## Problem description
All the entries need to be duplicated exactly, with the pictures omitted.

## Records for processing
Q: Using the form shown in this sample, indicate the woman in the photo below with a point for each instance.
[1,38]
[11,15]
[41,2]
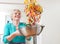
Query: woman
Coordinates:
[11,30]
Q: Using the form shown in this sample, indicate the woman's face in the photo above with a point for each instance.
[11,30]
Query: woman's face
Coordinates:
[16,15]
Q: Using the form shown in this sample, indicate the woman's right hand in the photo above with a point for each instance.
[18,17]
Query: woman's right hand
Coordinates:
[17,33]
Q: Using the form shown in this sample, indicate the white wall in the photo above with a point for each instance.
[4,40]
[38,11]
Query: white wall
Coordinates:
[51,19]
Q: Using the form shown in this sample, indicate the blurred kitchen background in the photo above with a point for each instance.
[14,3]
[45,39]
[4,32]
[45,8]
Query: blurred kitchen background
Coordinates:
[50,18]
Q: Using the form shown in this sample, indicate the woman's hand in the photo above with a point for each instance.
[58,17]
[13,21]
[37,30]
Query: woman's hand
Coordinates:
[17,33]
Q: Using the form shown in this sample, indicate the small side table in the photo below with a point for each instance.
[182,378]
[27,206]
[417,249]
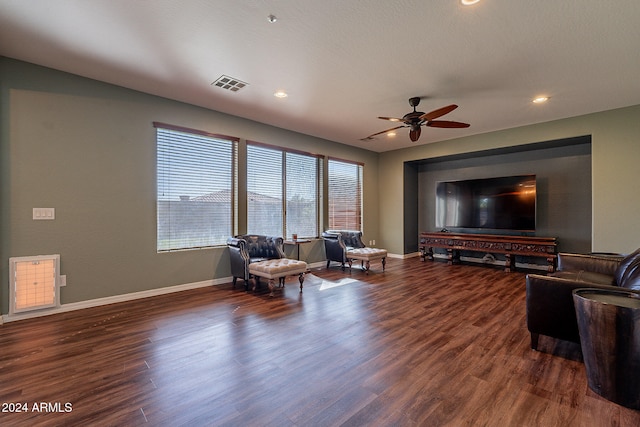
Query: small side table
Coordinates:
[297,243]
[609,325]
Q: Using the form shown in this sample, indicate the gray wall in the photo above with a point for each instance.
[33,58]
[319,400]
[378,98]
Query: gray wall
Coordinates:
[563,175]
[615,150]
[87,149]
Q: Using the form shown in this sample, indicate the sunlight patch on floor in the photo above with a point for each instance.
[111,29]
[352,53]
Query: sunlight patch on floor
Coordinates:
[326,284]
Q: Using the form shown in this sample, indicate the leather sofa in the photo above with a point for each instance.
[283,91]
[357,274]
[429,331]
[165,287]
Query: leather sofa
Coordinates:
[338,242]
[248,248]
[549,299]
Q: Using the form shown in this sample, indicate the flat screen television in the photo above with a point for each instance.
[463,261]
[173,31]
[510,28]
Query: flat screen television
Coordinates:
[503,203]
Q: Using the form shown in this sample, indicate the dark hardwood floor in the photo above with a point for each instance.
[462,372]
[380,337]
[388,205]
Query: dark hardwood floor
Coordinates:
[422,344]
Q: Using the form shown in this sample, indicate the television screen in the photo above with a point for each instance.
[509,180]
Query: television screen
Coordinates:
[504,203]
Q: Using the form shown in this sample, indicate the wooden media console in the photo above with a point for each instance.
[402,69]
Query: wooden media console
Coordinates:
[510,246]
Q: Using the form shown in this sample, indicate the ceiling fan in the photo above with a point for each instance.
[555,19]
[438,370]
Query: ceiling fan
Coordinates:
[416,119]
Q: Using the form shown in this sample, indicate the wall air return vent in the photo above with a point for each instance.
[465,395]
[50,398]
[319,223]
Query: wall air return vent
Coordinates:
[34,283]
[229,83]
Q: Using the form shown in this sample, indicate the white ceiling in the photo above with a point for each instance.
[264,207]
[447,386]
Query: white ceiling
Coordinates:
[346,62]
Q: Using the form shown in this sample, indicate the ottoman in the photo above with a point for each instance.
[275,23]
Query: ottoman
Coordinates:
[278,269]
[366,255]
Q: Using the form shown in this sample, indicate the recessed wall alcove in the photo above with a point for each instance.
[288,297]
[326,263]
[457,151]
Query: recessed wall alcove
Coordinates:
[563,173]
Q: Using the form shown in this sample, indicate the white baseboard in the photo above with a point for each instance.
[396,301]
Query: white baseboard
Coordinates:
[122,298]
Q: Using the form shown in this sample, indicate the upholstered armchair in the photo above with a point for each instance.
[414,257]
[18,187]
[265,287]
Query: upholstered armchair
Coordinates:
[248,248]
[338,242]
[549,303]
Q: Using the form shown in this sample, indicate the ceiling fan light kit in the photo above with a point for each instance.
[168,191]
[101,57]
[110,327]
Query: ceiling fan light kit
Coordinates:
[416,119]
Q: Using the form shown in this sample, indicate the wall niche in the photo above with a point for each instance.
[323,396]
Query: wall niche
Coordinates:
[563,174]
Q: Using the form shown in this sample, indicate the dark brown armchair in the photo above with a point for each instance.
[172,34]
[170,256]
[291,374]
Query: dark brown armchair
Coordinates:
[249,248]
[549,300]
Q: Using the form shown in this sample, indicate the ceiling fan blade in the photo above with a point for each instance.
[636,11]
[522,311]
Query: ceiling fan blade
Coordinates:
[447,124]
[380,133]
[414,133]
[439,112]
[393,119]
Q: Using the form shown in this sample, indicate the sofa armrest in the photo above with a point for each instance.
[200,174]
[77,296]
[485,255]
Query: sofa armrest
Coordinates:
[593,263]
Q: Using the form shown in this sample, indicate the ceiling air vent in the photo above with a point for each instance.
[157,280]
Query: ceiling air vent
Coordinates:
[229,83]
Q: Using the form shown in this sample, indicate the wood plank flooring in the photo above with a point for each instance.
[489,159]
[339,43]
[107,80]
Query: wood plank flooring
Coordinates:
[422,344]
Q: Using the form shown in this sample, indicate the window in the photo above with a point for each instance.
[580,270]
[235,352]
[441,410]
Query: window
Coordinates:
[282,191]
[197,189]
[345,195]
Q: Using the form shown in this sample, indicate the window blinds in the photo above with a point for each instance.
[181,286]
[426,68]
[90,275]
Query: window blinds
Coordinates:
[345,195]
[196,189]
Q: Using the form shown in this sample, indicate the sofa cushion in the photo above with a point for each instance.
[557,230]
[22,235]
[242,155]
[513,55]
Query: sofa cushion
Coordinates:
[585,276]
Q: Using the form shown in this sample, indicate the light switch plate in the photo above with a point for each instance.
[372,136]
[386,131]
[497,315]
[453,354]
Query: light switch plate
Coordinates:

## Written solution
Q: Using the form shown in this sample, indicate the woman in the photo below with a point for each instance.
[1,38]
[11,15]
[41,2]
Query: woman
Coordinates:
[11,30]
Q: Using the form shown in this sample, indicate the woman's face in the photo above with a point for each instance.
[11,30]
Query: woman's face
Coordinates:
[16,15]
Q: Using the form shown in this sample, indicate the woman's right hand in the photo above with a point for each instance.
[18,17]
Query: woman's right hand
Coordinates:
[17,33]
Q: Using the form shown in this sample, indicate the white wall in the photo above with a point for each instance.
[4,40]
[38,11]
Query: white wall
Coordinates:
[51,19]
Q: Using the form shown in this sample, indicate the blurred kitchen background in the photo above with a point for each instance.
[14,3]
[45,39]
[4,32]
[45,8]
Query: blurred kitchen background
Coordinates:
[50,18]
Q: Using the form shown in this sample, indicate the woman's hand in the photo above with a point for each instance.
[58,17]
[13,21]
[37,30]
Query: woman's hand
Coordinates:
[17,33]
Q: Using the form shown in this sample, indicate the small side table in the photo below with a point for each instance.
[182,378]
[27,206]
[417,249]
Query: small side table
Coordinates:
[297,243]
[609,325]
Q: Using the form shown in this sample, indicate the gray wall in the photo above with a point for each instance.
[33,58]
[319,400]
[378,98]
Query: gray wall
Coordinates:
[563,175]
[615,150]
[87,149]
Q: Using the form shown in this sample, indicate the sunlight patch on floor in the photo above with a point for each instance.
[111,29]
[352,53]
Query: sunlight patch on floor
Coordinates:
[326,284]
Q: Using the form shown in this sample, indicate the leather sofa in the photo above with a point for each instance.
[283,91]
[357,274]
[429,331]
[165,287]
Query: leather sofa
Coordinates:
[338,242]
[248,248]
[549,299]
Q: Using the form shown in this sample, indicate the flat screen television in the photo above with a point for each instance.
[463,261]
[173,31]
[510,28]
Query: flat screen television
Coordinates:
[503,203]
Q: Using the form shown in this sample, indicate the dark hardwood floor in the photo above with a point for each instance.
[462,372]
[380,337]
[388,205]
Query: dark hardwood floor
Coordinates:
[422,344]
Q: Using the form shown in this sample, indicate the television screen in the photo above with a point for each instance.
[509,180]
Query: television screen
Coordinates:
[504,203]
Q: Using the form shown in this sample, indicate the wooden media console in the photo above with a point for each instance.
[402,69]
Query: wooden media console
Coordinates:
[510,246]
Q: Using the form shown in this sample, indicate the ceiling fan in the photo above with a point for each instance.
[555,19]
[438,370]
Query: ceiling fan
Coordinates:
[416,119]
Q: Using the form shown in this sample, indicate the wall air return vent in the photo above with a point for each instance.
[465,395]
[50,398]
[319,223]
Query: wall air return vent
Coordinates:
[34,283]
[229,83]
Q: Using the form shown in this sample, indicate the white ceiling in the photo above with a point for each instance.
[264,207]
[447,386]
Query: white ceiling
Coordinates:
[346,62]
Q: Using the form shown in this sample, indicate the ottoman in the photo above with a point for each instance.
[275,23]
Query: ottoman
Coordinates:
[278,269]
[366,255]
Q: Using the form shown in this sample, indicate the recessed wall alcove in the photo above with a point for each instance.
[288,297]
[326,263]
[457,151]
Query: recessed wall alcove
Coordinates:
[563,173]
Q: Using the form shown in this sample, indicate the white baseboard in the photo above with a point for each instance.
[396,301]
Query: white baseboard
Coordinates:
[122,298]
Q: Using the form shown in this sample, indicate the upholstered armchair in the photo above with a point for each instance.
[414,257]
[18,187]
[265,287]
Query: upholstered armchair
Coordinates:
[248,248]
[338,242]
[549,303]
Q: Using the form shown in this sample, indicate the ceiling fan light kit in the photo above with a point for each instance.
[168,191]
[101,57]
[110,327]
Query: ceiling fan light kit
Coordinates:
[416,119]
Q: Using the form shown in this sample, indicate the wall niche in the photo above with a point for each instance.
[323,396]
Query: wall niche
Coordinates:
[563,174]
Q: Using the form shown in this sample, indicate the dark brown armchair in the photo above with a point for each instance.
[172,34]
[170,256]
[291,374]
Query: dark brown armchair
Coordinates:
[249,248]
[549,300]
Q: Using the form shown in this sample, indicate the ceiling fan blade in the photo above with a point for each instance.
[636,11]
[522,311]
Query: ceiling fan blade
Coordinates:
[447,124]
[380,133]
[414,133]
[439,112]
[393,119]
Q: Using the form shown in this sample, indicate the sofa armrest in the photo above with a point for each instance.
[200,174]
[77,296]
[485,255]
Query: sofa armrest
Coordinates:
[593,263]
Q: Using the form shown in this sample, indicate the ceiling air vent in the photo above with a point for each instance.
[157,280]
Query: ceiling air vent
Coordinates:
[229,83]
Q: Using the form shown in this sample, indicate the wood plank flooring in the photo above with a point for each instance.
[489,159]
[339,43]
[107,80]
Query: wood plank flooring
Coordinates:
[422,344]
Q: Using the form shown in this sample, indicate the window in the photo above with a point for each instance.
[580,270]
[235,352]
[441,410]
Query: window
Coordinates:
[282,191]
[197,189]
[345,195]
Q: Using the form shown in this sample, indicate the window blinds in the photo above with a point for each instance.
[181,286]
[426,68]
[90,275]
Query: window blinds
Coordinates:
[345,195]
[196,189]
Q: Using the form shown in this sample, indicate the sofa cushion in the photo above with a point for each instance.
[557,230]
[22,235]
[242,155]
[513,55]
Query: sofa cushion
Coordinates:
[585,276]
Q: Using the form shown in this sample, indicate the light switch plate in the photo above with a point for each instance.
[372,136]
[386,131]
[497,315]
[453,354]
Query: light switch plate
Coordinates:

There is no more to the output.